[Data items]:
--- START ---

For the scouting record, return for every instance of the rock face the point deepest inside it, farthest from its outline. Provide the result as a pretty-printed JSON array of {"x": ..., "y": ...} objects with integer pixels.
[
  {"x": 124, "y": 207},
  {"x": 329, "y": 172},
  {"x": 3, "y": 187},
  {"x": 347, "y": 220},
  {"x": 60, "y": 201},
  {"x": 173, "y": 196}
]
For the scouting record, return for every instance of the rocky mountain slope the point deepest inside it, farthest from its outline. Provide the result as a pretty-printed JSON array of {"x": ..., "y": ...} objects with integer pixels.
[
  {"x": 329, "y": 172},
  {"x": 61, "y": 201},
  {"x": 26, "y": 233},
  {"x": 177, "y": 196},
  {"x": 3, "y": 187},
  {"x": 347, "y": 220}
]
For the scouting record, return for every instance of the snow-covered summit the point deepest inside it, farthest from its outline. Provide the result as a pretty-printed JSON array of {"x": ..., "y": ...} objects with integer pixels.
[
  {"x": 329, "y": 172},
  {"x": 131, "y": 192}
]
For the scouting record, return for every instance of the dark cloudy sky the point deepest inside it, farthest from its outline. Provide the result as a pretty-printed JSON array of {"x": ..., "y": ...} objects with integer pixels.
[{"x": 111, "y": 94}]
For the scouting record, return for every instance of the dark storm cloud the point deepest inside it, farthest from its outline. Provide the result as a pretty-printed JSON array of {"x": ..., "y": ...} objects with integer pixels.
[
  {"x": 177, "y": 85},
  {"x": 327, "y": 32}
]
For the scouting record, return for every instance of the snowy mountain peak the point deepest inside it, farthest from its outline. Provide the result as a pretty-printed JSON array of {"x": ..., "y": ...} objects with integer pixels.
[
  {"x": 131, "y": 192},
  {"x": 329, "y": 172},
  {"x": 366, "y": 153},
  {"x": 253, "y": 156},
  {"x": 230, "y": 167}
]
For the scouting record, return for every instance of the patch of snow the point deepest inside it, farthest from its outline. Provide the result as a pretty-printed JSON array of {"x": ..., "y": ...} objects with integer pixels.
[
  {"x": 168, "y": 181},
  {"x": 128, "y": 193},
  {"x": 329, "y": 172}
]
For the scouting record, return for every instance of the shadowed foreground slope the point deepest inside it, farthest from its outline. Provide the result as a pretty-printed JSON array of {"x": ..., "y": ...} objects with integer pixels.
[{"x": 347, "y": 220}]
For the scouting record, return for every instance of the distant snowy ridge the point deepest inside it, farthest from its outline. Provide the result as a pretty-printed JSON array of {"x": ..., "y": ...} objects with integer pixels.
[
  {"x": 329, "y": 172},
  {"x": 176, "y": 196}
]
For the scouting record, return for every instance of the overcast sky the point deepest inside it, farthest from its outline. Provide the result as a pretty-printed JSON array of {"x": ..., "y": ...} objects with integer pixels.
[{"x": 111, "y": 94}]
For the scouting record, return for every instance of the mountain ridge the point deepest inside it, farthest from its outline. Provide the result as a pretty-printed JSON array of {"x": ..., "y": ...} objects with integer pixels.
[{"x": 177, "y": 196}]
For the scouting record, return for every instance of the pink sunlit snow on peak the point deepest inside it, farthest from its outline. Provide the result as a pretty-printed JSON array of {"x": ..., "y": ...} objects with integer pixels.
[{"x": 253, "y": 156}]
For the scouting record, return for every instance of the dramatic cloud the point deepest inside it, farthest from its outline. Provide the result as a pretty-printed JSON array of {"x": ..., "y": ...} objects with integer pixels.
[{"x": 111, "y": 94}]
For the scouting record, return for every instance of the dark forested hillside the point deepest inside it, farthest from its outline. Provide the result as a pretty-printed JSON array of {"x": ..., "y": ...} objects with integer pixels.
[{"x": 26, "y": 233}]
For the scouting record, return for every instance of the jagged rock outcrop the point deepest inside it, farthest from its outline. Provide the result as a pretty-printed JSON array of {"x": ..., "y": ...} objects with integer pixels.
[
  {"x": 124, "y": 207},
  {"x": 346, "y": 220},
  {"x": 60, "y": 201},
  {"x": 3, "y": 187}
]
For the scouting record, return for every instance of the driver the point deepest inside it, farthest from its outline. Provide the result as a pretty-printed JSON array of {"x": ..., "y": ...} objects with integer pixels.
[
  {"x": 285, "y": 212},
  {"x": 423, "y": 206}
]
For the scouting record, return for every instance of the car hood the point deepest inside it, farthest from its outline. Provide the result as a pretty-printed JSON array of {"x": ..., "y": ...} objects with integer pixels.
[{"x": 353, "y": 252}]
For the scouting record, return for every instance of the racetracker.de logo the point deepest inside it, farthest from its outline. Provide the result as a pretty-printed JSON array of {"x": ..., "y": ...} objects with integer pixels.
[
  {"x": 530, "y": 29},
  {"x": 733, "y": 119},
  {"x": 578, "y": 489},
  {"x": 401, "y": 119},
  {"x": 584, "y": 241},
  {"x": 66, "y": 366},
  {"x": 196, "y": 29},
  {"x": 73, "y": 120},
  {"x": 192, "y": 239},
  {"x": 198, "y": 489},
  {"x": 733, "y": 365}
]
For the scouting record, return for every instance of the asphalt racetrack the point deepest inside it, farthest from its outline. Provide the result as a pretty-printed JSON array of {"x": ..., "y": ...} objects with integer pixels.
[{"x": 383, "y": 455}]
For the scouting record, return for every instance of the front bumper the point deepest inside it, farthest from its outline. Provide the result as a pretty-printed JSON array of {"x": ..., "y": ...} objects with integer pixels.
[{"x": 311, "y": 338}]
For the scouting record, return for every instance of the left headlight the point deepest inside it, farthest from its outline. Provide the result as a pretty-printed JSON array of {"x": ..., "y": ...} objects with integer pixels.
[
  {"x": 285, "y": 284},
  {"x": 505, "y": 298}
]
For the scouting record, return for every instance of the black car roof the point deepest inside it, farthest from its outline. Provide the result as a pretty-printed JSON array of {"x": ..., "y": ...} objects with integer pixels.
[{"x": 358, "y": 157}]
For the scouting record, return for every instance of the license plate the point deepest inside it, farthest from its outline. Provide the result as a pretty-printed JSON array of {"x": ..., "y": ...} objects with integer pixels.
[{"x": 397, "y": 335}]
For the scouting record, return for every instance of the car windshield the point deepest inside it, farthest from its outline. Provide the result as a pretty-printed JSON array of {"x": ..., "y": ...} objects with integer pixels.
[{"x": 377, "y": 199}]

--- END ---

[BRIEF]:
The records need to be reproduced in their entirety, word for word.

[OUTPUT OF THE EXERCISE]:
For the scouting record, return for every instance of the rock face the point deepest inside it, farthest from its outline. Provide the result as a pretty-printed JSON array of {"x": ..., "y": ...} objects with integer pixels.
[
  {"x": 124, "y": 207},
  {"x": 329, "y": 172},
  {"x": 3, "y": 187},
  {"x": 347, "y": 220},
  {"x": 60, "y": 201},
  {"x": 173, "y": 196}
]
For the scouting record, return for every instance of the rocky mountain slope the point deepest inside it, farthest from its outline. Provide the result as a pretty-printed JSON array of {"x": ..., "y": ...} objects with integer pixels.
[
  {"x": 329, "y": 172},
  {"x": 61, "y": 201},
  {"x": 26, "y": 233},
  {"x": 177, "y": 196},
  {"x": 3, "y": 187},
  {"x": 347, "y": 220}
]
For the scouting record, return for every instance of the snow-covered summit the point deepest inside it, farthest from its outline. Provide the result as a pretty-printed JSON array of {"x": ..., "y": ...} objects with integer pixels.
[
  {"x": 329, "y": 172},
  {"x": 131, "y": 192}
]
For the scouting record, return for every instance of the dark cloudy sky the point deepest inside it, farthest from its outline. Provide the result as a pretty-printed JSON array of {"x": ..., "y": ...} objects with integer pixels.
[{"x": 111, "y": 94}]
For the scouting record, return for every instance of the dark storm cloud the point deepest inside it, farthest from its outline. Provide the result as a pretty-printed JSON array of {"x": ..., "y": ...} objects with integer pixels.
[
  {"x": 177, "y": 85},
  {"x": 327, "y": 32}
]
For the scouting record, return for every instance of the snowy mountain peak the point deepest inside it, farthest from its outline. Provide the result as a pretty-printed JSON array of {"x": ..., "y": ...} objects with integer pixels.
[
  {"x": 131, "y": 192},
  {"x": 329, "y": 172},
  {"x": 366, "y": 153},
  {"x": 253, "y": 156},
  {"x": 230, "y": 167}
]
For the scouting record, return for every instance of the patch of snow the point deepest inside it, farthest from its outline. Provide the result as a pretty-printed JSON array of {"x": ..., "y": ...} objects with integer pixels.
[
  {"x": 168, "y": 181},
  {"x": 128, "y": 193},
  {"x": 329, "y": 172}
]
For the scouting record, return for every instance of the shadowed foreground slope the point deepest inside it, farthest from its outline. Provide the result as a pretty-printed JSON array of {"x": ..., "y": ...} objects with integer pixels.
[{"x": 347, "y": 220}]
For the scouting record, return for every instance of the distant snowy ridge the point deepest inside it, farthest from its outline. Provide the result as a pretty-printed JSON array of {"x": ..., "y": ...} objects with integer pixels.
[
  {"x": 329, "y": 172},
  {"x": 176, "y": 196}
]
For the scouting record, return for every instance of the overcast sky the point deepest inside it, farthest from its outline. Provide the result as a pretty-printed JSON array of {"x": ..., "y": ...} objects with integer pixels.
[{"x": 111, "y": 94}]
For the scouting record, return for every instance of the mountain ridge the point deepest inside it, farthest from its outline. Provide the result as a pretty-printed JSON array of {"x": ..., "y": ...} objects with integer pixels.
[{"x": 177, "y": 196}]
For the scouting record, return for every instance of the pink sunlit snow on peak the point deepest inside it, farthest from its outline. Provide the result as a pretty-printed JSON array of {"x": ..., "y": ...} objects with integer pixels.
[{"x": 253, "y": 156}]
For the scouting record, return for every instance of the dramatic cloud the point deepest inside it, farthest from its outline. Provide the result as a pretty-printed JSON array of {"x": ..., "y": ...} objects with integer pixels.
[{"x": 111, "y": 94}]
For the scouting record, return for every instance of the dark forested hillside the point deepest inside it, farthest from its outline. Provide the result as a pretty-printed JSON array of {"x": ..., "y": ...} objects with integer pixels.
[{"x": 26, "y": 233}]
For the scouting record, return for every instance of the jagged rock outcrop the point deepest inside it, farthest from its outline. Provide the result as a pretty-printed JSON array of {"x": ..., "y": ...} objects with integer pixels.
[
  {"x": 124, "y": 207},
  {"x": 346, "y": 220},
  {"x": 60, "y": 201},
  {"x": 3, "y": 187}
]
For the scouting record, return for every instance of the driver the point deepest inside it, farthest from its outline. Provide the result as a pretty-printed JSON array of {"x": ..., "y": ...} objects with integer pixels.
[
  {"x": 285, "y": 212},
  {"x": 423, "y": 206}
]
For the scouting record, return for every instance of the car hood the point deepest inside it, farthest from its outline. Provide the result as a pretty-printed JSON array of {"x": ..., "y": ...} objects with integer pixels.
[{"x": 353, "y": 252}]
For the scouting record, return for every instance of the racetracker.de logo the point deepest inside it, farthest from its outline. Provide the result as a pretty-printed JSON array of {"x": ..., "y": ...} objects with integer pixels.
[
  {"x": 530, "y": 29},
  {"x": 733, "y": 119},
  {"x": 578, "y": 489},
  {"x": 401, "y": 119},
  {"x": 584, "y": 241},
  {"x": 66, "y": 366},
  {"x": 196, "y": 29},
  {"x": 73, "y": 120},
  {"x": 192, "y": 239},
  {"x": 198, "y": 489},
  {"x": 733, "y": 365}
]
For the scouting record, return for every instance of the asphalt racetrack the point deepest inside it, farthest from its outline. Provide the result as a pretty-printed JSON array of {"x": ..., "y": ...} objects with integer pixels.
[{"x": 383, "y": 455}]
For the scouting record, return for every instance of the front bumper the point deepest inside it, farthest from its outline. Provide the result as a pretty-printed JSON array of {"x": ..., "y": ...} objects with integer pixels.
[{"x": 311, "y": 338}]
For the scouting record, return for every instance of the left headlight the point deepest inside it, farthest from its outline. Provide the result as a pretty-printed JSON array of {"x": ..., "y": ...} objects with integer pixels.
[
  {"x": 285, "y": 284},
  {"x": 505, "y": 298}
]
For the scouting record, return for every instance of the black car roof the point deepest inside it, farthest from its outline. Provide the result as a pretty-printed JSON array of {"x": ..., "y": ...} objects with integer pixels.
[{"x": 358, "y": 157}]
For the scouting record, return for every instance of the license plate the point deepest inside it, farthest from its outline. Provide the result as a pretty-printed JSON array of {"x": ..., "y": ...} objects with integer pixels.
[{"x": 397, "y": 335}]
For the scouting record, return for every instance of the car windshield the point deepest inside it, farthest from its outline. Provide the result as a pretty-printed JSON array of {"x": ..., "y": ...} objects with integer pixels.
[{"x": 377, "y": 199}]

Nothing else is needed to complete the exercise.